* start Records to process *

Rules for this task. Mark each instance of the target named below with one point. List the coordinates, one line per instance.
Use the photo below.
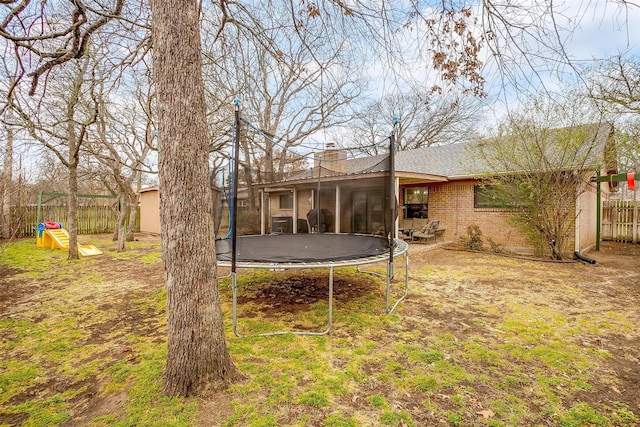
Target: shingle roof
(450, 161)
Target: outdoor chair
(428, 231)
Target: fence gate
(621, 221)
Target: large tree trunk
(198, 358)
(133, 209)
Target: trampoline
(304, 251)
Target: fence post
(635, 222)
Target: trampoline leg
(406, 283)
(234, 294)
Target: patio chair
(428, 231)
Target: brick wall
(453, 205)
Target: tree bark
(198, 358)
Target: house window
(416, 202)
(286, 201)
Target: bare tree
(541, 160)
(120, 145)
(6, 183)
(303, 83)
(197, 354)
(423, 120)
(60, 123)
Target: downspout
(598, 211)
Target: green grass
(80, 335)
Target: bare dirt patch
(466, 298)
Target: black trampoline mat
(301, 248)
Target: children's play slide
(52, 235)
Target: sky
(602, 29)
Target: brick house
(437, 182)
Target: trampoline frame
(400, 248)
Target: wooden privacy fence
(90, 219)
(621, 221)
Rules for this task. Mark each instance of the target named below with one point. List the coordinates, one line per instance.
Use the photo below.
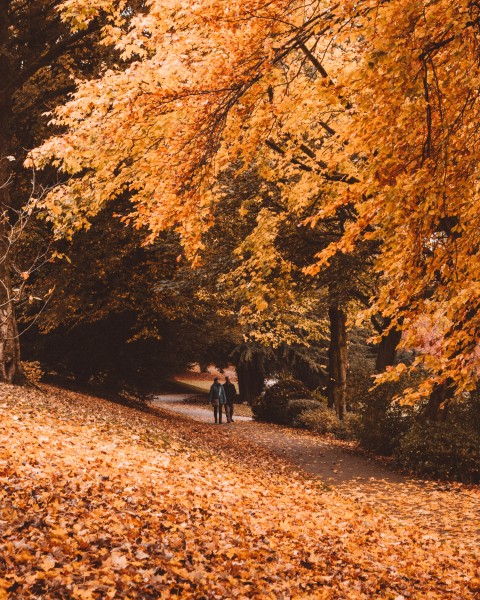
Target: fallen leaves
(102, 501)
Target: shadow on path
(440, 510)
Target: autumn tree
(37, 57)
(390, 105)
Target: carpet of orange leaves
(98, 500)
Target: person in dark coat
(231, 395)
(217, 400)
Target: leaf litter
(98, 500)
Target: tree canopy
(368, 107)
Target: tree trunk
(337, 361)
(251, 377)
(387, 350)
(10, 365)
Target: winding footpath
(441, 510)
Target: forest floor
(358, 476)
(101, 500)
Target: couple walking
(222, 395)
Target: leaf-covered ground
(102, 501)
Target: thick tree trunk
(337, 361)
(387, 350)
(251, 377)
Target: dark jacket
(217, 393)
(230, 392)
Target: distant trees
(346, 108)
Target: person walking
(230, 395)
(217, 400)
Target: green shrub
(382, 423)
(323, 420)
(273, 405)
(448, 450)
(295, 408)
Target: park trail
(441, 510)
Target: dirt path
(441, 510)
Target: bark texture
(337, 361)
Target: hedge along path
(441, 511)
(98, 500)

* end Records to process *
* start Records to process *

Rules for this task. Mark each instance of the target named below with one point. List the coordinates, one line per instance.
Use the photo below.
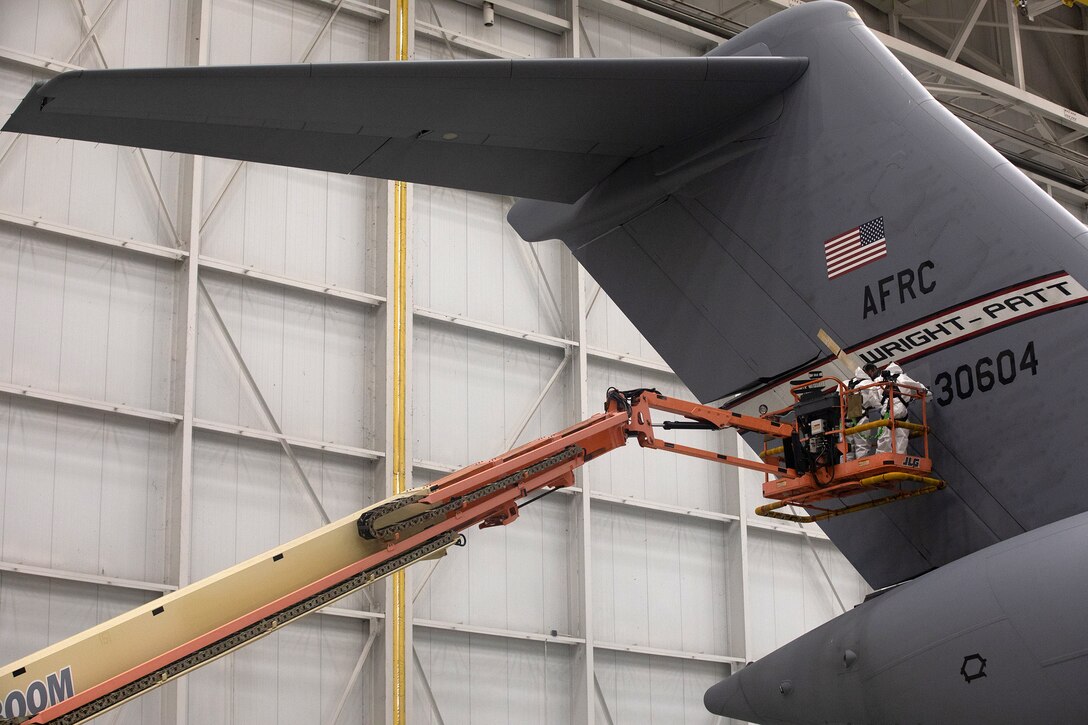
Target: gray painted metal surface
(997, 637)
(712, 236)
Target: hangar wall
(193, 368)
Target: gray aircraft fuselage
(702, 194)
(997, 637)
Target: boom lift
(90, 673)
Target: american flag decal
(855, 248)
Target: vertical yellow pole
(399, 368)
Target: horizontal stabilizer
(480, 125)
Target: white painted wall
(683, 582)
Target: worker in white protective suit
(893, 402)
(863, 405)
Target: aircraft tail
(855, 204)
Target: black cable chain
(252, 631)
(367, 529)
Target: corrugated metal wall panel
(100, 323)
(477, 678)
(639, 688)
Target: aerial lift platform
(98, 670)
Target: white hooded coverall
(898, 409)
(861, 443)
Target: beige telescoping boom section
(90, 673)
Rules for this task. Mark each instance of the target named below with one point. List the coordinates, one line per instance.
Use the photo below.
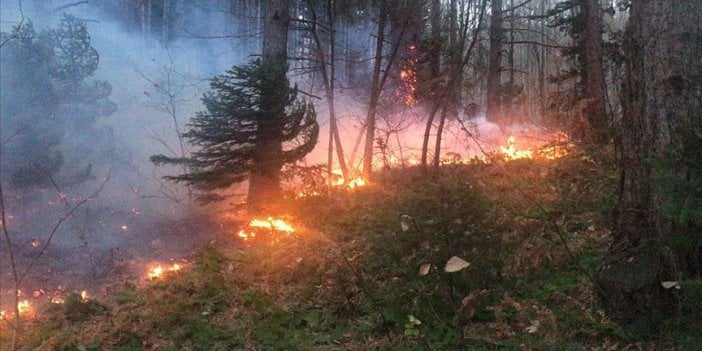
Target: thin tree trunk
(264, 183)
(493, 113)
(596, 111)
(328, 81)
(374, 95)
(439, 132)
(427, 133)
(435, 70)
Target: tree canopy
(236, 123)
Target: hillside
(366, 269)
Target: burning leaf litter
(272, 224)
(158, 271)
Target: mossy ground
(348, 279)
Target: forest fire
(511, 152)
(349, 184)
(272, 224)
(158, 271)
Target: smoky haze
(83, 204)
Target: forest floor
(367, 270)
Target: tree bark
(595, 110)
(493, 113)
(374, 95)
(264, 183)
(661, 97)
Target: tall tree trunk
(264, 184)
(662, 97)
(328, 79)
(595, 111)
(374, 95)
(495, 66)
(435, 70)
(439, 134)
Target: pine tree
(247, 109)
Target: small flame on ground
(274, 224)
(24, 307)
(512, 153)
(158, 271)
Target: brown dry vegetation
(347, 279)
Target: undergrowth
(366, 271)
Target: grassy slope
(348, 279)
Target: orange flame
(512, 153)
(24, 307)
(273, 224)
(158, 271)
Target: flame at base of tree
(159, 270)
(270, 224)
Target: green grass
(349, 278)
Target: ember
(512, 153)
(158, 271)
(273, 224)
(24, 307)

* end Records to process *
* start Records to process *

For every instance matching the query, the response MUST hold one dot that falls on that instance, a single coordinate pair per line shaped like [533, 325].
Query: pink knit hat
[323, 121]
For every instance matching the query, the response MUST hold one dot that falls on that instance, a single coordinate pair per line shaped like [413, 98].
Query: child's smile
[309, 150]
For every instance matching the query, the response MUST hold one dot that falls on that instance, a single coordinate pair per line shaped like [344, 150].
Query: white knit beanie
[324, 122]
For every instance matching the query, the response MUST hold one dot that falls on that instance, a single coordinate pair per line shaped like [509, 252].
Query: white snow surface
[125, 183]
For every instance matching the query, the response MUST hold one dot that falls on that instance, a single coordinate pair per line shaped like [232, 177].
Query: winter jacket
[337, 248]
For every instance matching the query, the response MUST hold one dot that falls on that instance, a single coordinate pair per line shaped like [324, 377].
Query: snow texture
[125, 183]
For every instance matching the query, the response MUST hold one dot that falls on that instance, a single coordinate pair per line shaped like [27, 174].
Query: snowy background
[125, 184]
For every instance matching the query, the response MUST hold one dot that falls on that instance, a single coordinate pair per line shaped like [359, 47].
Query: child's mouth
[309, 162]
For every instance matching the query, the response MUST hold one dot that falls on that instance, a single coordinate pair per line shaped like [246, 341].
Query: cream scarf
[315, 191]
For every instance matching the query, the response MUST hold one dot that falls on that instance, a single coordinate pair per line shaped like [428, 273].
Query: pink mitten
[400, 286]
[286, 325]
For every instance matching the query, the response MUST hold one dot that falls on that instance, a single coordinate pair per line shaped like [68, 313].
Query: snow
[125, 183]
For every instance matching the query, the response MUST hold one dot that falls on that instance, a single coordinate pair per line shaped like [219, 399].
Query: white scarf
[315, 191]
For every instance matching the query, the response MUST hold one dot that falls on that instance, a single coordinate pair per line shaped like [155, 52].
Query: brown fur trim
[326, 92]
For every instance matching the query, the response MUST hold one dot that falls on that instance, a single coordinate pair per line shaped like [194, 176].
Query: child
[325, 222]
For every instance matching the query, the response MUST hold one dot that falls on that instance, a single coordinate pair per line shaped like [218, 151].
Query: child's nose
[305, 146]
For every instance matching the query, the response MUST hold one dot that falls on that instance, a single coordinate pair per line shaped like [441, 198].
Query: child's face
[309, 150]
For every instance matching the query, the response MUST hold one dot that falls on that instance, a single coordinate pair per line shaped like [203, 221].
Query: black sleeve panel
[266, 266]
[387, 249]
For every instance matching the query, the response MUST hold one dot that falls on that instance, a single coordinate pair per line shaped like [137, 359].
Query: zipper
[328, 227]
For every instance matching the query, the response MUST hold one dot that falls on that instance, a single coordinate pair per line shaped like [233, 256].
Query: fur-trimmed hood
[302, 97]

* end Records to process *

◆ Requirement ◆
Locate every line in the rows above that contains the word "walking", and copy each one.

◆ Full solution ◆
Target: couple walking
Target: person walking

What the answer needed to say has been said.